* BEGIN Input rows *

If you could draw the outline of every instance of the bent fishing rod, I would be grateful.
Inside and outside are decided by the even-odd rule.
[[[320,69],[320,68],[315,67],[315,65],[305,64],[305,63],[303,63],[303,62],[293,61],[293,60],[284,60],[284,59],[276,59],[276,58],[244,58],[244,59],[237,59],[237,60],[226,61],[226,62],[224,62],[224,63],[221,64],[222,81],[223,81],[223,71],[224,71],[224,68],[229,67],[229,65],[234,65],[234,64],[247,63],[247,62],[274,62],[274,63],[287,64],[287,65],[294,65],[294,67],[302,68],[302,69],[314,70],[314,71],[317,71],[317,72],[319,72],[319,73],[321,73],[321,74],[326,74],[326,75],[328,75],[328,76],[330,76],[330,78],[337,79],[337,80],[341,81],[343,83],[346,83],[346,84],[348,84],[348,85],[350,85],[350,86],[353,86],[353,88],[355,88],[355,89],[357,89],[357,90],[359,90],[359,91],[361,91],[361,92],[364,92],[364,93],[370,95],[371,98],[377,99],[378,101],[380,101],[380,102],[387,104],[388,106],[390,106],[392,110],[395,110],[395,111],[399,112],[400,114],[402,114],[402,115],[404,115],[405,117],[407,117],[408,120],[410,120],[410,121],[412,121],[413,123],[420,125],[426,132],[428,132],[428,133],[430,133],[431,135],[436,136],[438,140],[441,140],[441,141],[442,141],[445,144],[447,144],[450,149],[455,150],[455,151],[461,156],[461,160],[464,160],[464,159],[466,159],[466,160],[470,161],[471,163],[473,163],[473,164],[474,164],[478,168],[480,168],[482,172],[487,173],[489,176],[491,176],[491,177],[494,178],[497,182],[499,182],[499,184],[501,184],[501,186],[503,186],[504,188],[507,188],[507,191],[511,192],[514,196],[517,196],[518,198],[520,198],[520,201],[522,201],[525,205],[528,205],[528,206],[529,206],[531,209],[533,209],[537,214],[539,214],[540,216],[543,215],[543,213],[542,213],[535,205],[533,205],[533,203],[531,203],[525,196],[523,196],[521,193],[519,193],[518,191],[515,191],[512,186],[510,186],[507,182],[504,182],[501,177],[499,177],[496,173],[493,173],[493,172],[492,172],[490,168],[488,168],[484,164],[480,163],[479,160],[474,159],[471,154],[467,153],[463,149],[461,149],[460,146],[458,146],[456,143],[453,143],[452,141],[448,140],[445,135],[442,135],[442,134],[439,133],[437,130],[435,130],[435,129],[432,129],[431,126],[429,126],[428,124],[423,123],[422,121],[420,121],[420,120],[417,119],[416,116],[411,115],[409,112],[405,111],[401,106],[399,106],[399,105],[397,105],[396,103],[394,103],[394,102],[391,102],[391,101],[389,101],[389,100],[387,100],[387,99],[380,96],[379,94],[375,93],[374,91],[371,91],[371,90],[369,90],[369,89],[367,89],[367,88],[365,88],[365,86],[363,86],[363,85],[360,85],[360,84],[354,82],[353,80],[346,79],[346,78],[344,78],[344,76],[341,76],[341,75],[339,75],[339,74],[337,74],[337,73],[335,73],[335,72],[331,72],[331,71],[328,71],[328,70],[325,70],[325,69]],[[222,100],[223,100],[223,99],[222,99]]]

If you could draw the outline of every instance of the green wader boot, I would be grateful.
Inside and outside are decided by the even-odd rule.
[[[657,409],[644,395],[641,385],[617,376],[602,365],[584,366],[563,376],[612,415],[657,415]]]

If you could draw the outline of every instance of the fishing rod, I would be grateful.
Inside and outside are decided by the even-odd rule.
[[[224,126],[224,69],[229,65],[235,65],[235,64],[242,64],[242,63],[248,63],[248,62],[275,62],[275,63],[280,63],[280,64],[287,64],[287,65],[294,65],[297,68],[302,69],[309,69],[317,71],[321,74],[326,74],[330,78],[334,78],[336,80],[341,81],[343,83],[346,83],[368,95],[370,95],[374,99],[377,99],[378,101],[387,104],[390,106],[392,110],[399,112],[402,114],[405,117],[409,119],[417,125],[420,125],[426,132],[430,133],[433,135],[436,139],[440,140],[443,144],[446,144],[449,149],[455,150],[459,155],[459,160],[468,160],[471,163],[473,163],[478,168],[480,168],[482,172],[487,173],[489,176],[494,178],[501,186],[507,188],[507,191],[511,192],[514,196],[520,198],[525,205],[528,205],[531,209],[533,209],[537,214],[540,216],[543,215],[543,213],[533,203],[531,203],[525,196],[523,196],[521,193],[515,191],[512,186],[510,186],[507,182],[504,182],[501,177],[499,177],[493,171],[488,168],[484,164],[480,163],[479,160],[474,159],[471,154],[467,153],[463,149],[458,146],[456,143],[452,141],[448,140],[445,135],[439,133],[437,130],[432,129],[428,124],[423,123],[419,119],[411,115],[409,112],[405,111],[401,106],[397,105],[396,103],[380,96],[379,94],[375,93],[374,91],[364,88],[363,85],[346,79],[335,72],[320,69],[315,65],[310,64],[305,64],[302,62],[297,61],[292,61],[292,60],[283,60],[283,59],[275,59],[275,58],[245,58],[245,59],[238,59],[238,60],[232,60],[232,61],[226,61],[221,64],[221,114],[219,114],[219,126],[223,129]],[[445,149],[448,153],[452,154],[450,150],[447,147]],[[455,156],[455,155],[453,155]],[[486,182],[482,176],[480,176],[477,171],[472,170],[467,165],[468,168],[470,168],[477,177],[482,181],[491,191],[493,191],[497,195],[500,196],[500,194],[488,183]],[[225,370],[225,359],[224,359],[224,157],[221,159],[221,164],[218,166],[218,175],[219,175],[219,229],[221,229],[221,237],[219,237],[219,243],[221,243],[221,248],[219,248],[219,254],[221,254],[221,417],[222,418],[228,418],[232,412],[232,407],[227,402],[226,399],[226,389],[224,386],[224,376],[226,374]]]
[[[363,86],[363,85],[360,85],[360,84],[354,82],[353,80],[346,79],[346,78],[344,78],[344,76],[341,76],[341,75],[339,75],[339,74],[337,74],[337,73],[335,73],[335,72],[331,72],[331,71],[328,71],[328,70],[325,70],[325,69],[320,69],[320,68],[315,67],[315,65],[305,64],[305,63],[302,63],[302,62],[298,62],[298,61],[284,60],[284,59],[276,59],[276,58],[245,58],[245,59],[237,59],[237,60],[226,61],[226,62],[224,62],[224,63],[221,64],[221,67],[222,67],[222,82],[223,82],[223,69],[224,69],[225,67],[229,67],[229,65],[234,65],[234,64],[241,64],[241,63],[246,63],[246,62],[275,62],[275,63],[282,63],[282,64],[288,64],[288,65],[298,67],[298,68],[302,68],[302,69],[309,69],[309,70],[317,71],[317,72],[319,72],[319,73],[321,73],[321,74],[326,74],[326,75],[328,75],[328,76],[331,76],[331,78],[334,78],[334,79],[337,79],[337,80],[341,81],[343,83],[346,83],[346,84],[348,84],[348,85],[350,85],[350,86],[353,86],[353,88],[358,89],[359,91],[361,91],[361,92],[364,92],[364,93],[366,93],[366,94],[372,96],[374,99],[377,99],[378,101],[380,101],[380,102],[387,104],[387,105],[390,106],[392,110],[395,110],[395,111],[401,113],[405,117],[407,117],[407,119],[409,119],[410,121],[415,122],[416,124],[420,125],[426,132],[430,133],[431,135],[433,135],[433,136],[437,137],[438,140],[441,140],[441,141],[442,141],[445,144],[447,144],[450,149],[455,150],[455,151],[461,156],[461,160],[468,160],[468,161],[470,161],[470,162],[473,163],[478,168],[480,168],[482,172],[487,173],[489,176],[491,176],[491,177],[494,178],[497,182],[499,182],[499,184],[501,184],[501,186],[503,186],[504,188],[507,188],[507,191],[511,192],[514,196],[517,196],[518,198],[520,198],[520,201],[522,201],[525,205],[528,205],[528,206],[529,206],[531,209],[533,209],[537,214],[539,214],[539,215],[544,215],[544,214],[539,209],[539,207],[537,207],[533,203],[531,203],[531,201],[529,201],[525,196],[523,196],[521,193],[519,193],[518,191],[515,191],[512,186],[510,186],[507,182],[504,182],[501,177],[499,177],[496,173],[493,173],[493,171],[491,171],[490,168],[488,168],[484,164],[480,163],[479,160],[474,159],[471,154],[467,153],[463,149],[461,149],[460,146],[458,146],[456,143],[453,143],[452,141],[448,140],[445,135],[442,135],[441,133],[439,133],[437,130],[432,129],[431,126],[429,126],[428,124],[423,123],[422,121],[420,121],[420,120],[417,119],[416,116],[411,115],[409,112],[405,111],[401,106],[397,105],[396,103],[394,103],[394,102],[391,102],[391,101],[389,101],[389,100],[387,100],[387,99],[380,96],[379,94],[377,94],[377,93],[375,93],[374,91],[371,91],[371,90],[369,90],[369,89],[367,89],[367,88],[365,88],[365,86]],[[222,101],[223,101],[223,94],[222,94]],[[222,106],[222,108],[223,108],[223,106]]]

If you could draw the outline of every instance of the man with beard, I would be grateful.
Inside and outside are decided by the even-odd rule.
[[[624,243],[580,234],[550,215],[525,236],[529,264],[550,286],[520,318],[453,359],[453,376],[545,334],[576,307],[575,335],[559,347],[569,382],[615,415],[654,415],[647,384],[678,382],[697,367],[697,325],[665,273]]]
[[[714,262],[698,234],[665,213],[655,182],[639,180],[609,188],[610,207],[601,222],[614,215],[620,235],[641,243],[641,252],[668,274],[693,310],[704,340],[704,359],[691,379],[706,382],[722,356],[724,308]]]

* END Input rows *

__Exercise__
Starting with the line that contains "beard, I would be grateful.", output every line through the end of the listing above, unchanged.

__Correct answer__
If you could draw the outline of every instance of the man with beard, I would be grateful.
Inside and outside are decided by the even-odd rule.
[[[624,243],[580,234],[550,215],[525,236],[529,264],[550,286],[520,318],[453,359],[453,376],[545,334],[576,307],[575,335],[559,347],[569,382],[615,415],[654,415],[647,384],[678,382],[697,367],[697,325],[665,273]]]
[[[714,262],[698,234],[665,213],[655,182],[639,180],[609,188],[610,207],[601,222],[614,215],[620,235],[641,243],[641,252],[668,274],[693,310],[704,340],[704,359],[691,379],[706,382],[722,356],[724,308]]]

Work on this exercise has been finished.